> READING PASSAGE:

Home » Uncategorized » We’re Getting our Comeuppance for the Church’s Compromise in the Culture Wars pt. 1

We’re Getting our Comeuppance for the Church’s Compromise in the Culture Wars pt. 1

In 1918 Booth Tarkington wrote his Pulitzer Prize winning novel, The Magnificent Ambersons. In 1942, Orson Welles made the book into a film that was nominated for four Academy Awards. The book begins:

MAJOR AMBERSON had “made a fortune” in 1873, when other people were losing fortunes, and the magnificence of the Ambersons began then.

The tale by Tarkington tells the classic tragic trek from magnificence to comeuppance. A little past the middle of the book we read:

And yet something had happened—a thing which, years ago, had been the eagerest hope of many, many good citizens of the town. They had thought of it, longed for it, hoping acutely that they might live to see the day when it would come to pass. And now it had happened at last: Georgie Minafer had got his come-upance.

> EXERCISE 1:
Rewrite the paragraph of the article that begins "In 1918 Booth Tarkington wrote" as a short bulleted list, keeping its main facts.
> EXERCISE 2:
Answer these questions using the article, each on its own line:
(a) In what year did Major Amberson make a fortune?
(b) How many Academy Award nominations did the 1942 film receive?
(c) Who finally got his come-upance?
The lines that come after this article have no connection to it.

> RECORD EXTRACTS:
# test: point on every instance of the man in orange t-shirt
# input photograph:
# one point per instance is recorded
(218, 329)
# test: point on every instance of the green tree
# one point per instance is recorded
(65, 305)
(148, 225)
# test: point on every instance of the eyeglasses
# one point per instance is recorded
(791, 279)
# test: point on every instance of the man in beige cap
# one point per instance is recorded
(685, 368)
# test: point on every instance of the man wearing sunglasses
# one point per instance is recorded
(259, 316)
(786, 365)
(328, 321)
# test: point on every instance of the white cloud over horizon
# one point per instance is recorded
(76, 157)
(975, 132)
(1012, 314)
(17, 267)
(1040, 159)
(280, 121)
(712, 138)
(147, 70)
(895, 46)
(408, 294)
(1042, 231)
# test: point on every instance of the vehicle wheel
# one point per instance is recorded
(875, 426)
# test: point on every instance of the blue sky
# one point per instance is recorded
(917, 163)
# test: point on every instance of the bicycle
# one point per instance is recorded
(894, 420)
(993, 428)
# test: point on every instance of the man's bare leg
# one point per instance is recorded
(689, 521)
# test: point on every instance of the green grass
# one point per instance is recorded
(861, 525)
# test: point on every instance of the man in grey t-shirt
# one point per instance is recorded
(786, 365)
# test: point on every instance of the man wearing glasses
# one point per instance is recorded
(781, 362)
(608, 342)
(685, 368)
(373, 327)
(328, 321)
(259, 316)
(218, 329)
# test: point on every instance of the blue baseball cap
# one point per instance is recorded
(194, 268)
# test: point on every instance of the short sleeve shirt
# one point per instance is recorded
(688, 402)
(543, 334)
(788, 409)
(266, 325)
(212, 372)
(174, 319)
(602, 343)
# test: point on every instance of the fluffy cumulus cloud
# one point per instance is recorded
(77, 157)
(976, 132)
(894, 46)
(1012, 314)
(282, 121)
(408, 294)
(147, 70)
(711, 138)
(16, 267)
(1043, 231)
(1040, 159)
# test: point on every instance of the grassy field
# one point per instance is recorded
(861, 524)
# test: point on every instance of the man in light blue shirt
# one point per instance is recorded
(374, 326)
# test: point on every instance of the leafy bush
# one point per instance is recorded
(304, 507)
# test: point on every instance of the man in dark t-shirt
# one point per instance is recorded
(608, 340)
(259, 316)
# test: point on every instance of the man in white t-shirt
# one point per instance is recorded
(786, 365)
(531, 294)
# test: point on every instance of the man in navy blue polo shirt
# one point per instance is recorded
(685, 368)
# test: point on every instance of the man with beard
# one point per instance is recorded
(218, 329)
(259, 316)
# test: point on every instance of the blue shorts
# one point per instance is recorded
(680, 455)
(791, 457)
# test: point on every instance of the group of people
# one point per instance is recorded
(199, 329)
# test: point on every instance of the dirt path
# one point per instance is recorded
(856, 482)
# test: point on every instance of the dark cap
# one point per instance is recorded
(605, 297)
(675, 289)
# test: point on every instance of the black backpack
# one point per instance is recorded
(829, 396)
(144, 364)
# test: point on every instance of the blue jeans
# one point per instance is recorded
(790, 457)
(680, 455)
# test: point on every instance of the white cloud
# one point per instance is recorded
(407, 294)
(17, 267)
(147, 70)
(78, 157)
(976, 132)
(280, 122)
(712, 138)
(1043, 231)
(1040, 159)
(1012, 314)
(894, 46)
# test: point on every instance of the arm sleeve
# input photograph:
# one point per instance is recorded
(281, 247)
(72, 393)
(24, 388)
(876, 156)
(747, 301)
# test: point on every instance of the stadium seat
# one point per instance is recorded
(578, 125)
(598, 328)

> EXERCISE ANSWER 1:
- 1918: Booth Tarkington wrote The Magnificent Ambersons, which won a Pulitzer Prize.
- 1942: Orson Welles made it into a film that received four Academy Award nominations.

> EXERCISE ANSWER 2:
(a) 1873
(b) Four
(c) Georgie Minafer